#### Short exercise A
Please reproduce verbatim the part of the reader comments between "Eugene Debs (Denver)" and "ridges to recede.", inclusive.

#### Selected text
Robbie J. (Miami Florida)
It would seem that the bigger problem is that most, if not all, Republican incumbents need to lose their offices. The thing is, it doesn't look to me like Democrats are doing anything effective towards achieving that, not even the removal of the Republican in the White House.
Margaret Speas (Leverett MA)
I don’t know anyone who thinks they are choosing incremental progress over revolution. We are choosing progress over impotent rhetoric.
Tom Mcinerney (L.I.)
The primaries (as assessed by the candidates' debates) were a stunning success, as far as they went. They showcased a number of impressive candidates with promising ideas/policies. They also suggested that there might be a market for TV discussion, not by commentators, but prospective candidates. Possibly, if the primary campaign continued for a decade, a consensus might develop for some policy(ies). What the primary did NOT do, is refine and analyse the proposed policies. So there is a vast structural problem: relatively sincere proposals do not get analysed and refined in a debate scenario, at least not if the debate is about presentations to voters, who are to select candidates. One obvious solution might involve including teams of academics and businesspeople, which could tag proposals with price tags, etc. Perhaps the various candidates might form teams, which would then continue debating. The process was useful and fascinating, but failed to distill the various proposals into more refined initiatives within coherent, feasible policy suite. The best debate series did not, in itself, solve the problem.
Robbie J. (Miami Florida)
"Even if Congress weren’t a hurdle, there is still the worry that the government is too incompetent and inefficient to undertake multiple structural changes at once. I, too, worry about how much the government would get wrong before it got it right in this regard." Even if nothing was done, right now, the government is getting it wrong.
Steve Bolger (New York City)
@Robbie J.: Every mixed economy has to allocate functions between public and private sectors. Public functions typically encompass projects and services that pay off in terms of quality of life rather than money profit, whereas entrepreneurial businesses are typically money profit oriented and operate in the private sector. The US is very confused by the Congressional abrogation by Congress of its fiscal responsibility to manage the public sector to the Federal Reserve Bank, which it expects make up the difference with monetary policy.
Mark Frisbie (Concord, CA)
"Pragmatism becomes a self-imposed constraint on progressiveism." What kind of nonsense is that? Pragmatism isn't a self-imposed constraint; it's a reality-imposed constraint. Unless you are content being a powerless dreamer in Trumpocracy.
Eugene Debs (Denver)
It does seem as if this country is still right-wing overall, given that so many in the American version of a progressive party, the Democrats, are supporting a right-winger like Biden. Mr. Blow seems to be saying that the majority of Americans want to stay in their caves and wait for their brow ridges to recede.

#### Short exercise B
Rewrite the records from their first line through the line holding "M 533 100 L", inclusive, replacing "shirt collar" with "neckband" and leaving everything else as it is. Leave the pictures out of your answer.

#### Labeled area outline entries

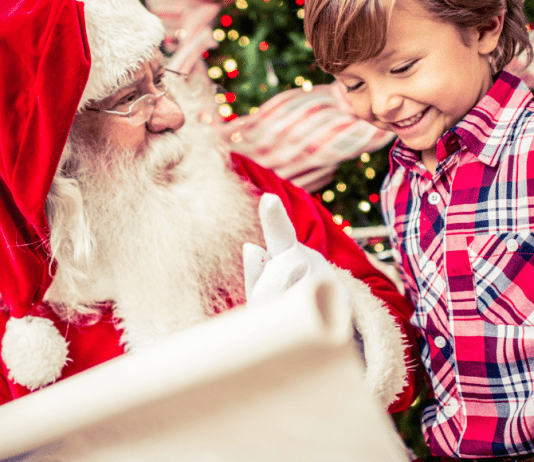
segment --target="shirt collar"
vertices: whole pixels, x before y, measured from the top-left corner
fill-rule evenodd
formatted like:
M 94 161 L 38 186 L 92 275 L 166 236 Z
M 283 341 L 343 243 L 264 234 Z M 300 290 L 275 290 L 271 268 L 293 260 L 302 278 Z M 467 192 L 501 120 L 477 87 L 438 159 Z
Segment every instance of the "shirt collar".
M 533 100 L 532 93 L 518 77 L 502 71 L 488 93 L 438 141 L 438 161 L 460 148 L 469 150 L 481 162 L 495 166 L 512 136 L 517 115 Z M 399 165 L 412 167 L 420 159 L 419 151 L 397 140 L 390 154 L 390 174 Z

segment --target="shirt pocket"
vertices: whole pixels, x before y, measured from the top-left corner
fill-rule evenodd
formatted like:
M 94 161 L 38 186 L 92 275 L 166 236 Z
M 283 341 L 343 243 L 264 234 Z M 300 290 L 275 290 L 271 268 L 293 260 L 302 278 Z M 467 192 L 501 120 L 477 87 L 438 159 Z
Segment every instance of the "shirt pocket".
M 502 233 L 468 238 L 475 302 L 492 324 L 534 325 L 534 235 Z

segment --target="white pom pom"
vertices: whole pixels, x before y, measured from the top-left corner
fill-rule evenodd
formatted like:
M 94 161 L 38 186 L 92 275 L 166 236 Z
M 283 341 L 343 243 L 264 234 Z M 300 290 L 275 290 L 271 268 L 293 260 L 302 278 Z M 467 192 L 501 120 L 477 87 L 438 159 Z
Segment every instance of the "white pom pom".
M 2 340 L 9 379 L 31 391 L 55 382 L 68 361 L 67 342 L 50 319 L 10 318 Z

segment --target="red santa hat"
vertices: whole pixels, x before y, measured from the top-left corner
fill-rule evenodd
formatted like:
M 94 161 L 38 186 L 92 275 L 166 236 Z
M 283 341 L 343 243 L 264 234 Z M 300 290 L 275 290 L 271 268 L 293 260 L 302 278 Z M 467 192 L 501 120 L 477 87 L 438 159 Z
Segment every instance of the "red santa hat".
M 0 302 L 10 314 L 1 356 L 30 390 L 68 361 L 65 339 L 34 308 L 54 274 L 45 202 L 72 120 L 124 85 L 163 37 L 139 0 L 0 2 Z

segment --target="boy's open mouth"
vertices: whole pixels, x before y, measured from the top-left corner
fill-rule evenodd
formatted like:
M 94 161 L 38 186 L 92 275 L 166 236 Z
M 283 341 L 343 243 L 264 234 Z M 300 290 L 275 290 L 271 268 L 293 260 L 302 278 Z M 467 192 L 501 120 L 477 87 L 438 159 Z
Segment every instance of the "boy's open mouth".
M 416 114 L 409 119 L 399 120 L 398 122 L 392 122 L 391 125 L 398 127 L 398 128 L 406 128 L 410 127 L 412 125 L 415 125 L 417 122 L 419 122 L 423 116 L 428 112 L 430 109 L 430 106 L 427 107 L 425 110 L 421 111 L 419 114 Z

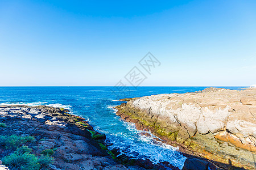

#### Full output A
Eugene Debs (Denver)
It does seem as if this country is still right-wing overall, given that so many in the American version of a progressive party, the Democrats, are supporting a right-winger like Biden. Mr. Blow seems to be saying that the majority of Americans want to stay in their caves and wait for their brow ridges to recede.

#### Full output B
segment --target="neckband"
vertices: whole pixels, x before y, measured from the top-left corner
fill-rule evenodd
formatted like:
M 94 161 L 38 186 L 92 275 L 166 236 Z
M 283 341 L 343 243 L 264 234 Z M 300 290 L 275 290 L 271 268 L 293 260 L 302 278 Z M 467 192 L 501 120 L 477 87 L 438 159 Z
Segment every instance of the "neckband".
M 533 100 L 532 93 L 518 77 L 502 71 L 488 93 L 438 141 L 438 161 L 460 148 L 469 150 L 481 162 L 495 166 L 512 136 L 517 115 Z M 399 165 L 412 167 L 420 159 L 419 151 L 397 140 L 390 154 L 390 174 Z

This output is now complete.